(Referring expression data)
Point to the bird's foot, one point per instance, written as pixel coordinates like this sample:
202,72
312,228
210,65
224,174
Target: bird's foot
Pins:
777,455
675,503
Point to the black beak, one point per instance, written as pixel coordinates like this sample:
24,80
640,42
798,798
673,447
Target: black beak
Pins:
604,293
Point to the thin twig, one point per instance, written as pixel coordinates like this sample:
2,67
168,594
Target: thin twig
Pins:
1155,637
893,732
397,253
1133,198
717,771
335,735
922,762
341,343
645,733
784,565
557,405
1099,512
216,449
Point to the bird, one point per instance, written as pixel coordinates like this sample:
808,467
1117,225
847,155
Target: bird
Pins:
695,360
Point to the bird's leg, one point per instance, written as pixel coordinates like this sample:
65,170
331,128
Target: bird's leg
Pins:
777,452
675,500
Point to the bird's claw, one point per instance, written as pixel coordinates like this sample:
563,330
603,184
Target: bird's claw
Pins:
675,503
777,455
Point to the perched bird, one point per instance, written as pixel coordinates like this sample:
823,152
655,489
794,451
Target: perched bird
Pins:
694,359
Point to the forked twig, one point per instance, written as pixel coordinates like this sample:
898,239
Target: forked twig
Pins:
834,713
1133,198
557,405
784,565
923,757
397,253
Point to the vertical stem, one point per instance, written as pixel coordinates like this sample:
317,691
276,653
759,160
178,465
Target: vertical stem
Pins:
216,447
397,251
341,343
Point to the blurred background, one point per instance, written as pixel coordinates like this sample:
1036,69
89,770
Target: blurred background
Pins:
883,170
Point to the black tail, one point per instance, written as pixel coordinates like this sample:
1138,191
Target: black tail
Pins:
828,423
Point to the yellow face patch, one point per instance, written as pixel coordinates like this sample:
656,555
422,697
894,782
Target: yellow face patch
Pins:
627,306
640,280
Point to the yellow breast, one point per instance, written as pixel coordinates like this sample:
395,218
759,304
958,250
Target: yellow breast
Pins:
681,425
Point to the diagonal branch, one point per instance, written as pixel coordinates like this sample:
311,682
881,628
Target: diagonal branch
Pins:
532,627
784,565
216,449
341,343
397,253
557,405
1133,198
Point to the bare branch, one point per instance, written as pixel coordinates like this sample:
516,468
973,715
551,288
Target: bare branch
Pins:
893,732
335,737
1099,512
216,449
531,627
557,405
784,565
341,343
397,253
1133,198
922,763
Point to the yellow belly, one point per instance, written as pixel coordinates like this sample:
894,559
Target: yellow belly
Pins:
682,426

**Instructions to follow:**
The full set of entries must be restated exactly, with none omitted.

**Completed task:**
Point to the bird's foot, one point per instance, written as pixel coordinates like this sample:
202,72
312,228
210,65
224,174
Target: bird's foot
Pins:
777,455
675,503
Point to the black beak, one point per instance, written as pixel coordinates like this sample:
24,80
640,42
798,798
673,447
Target: black beak
Pins:
604,293
Point to the thin twig, one point per instance, written as pixel coordinates like this sample:
2,67
168,594
Target: thin twig
Pins:
1155,637
893,732
397,253
1133,198
717,771
335,735
922,762
341,343
645,733
784,565
557,405
1099,512
216,449
Point to the bird, one point per instance, written as pixel coordinates like this sample:
808,467
1117,225
847,155
Target: bird
Pins:
695,360
Point to the bird's leg, one point per instance, written as pixel coordinates like this sample:
65,170
331,128
Target: bird's leg
Pins:
777,452
675,500
Point to the bird's claw, one point per instance, written as pixel coordinates like this sample:
563,330
603,184
Target: bird's claw
Pins:
675,503
777,455
Point to the perched bird, one point per instance, written as pixel coordinates like this sample:
823,152
655,489
794,451
Target: perched bird
Pins:
694,359
Point to the forked twig, one point per instance, written as pixel coordinates like this sample:
898,239
Target: forked twig
Pins:
834,713
1133,198
557,405
784,565
923,757
397,253
Point to the vertical stem, one point per instance, written as pixel coordinates like this sample:
317,691
276,653
759,160
178,465
Target: vertical stem
Pins:
216,447
397,251
341,343
Point to the blurred background, one point per instance, written as pixel coordinates like this sample:
1036,69
89,770
Target: blurred background
Pins:
883,170
Point to the black tail, one point per instance, written as pixel coordinates like this sample:
1138,191
Target: black tail
Pins:
828,423
Point to the yellow face patch, one point per instance, written as pixel coordinates like this sample:
656,555
422,697
894,782
Target: yellow face patch
Pins:
627,306
640,280
Point to the yellow breast, one point per instance, written as pixel coordinates like this sample:
395,218
759,304
958,250
Target: yellow breast
Pins:
681,425
Point to the diagonal branch, one point per instance, written as pixel coordinates like this sample:
311,682
881,628
Target: diagonal branch
Pins:
532,627
784,565
216,449
341,343
397,253
557,405
1133,198
Point to the bare branch, one point per instance, written as pixel coordinates like this sample:
516,468
973,715
551,288
Target: bare branch
Pins:
893,732
335,737
1099,512
216,449
531,627
557,405
784,565
341,343
397,253
1133,198
922,763
Point to the yellow belly, one point per instance, written as pixel coordinates like this sample:
894,559
Target: yellow belly
Pins:
682,426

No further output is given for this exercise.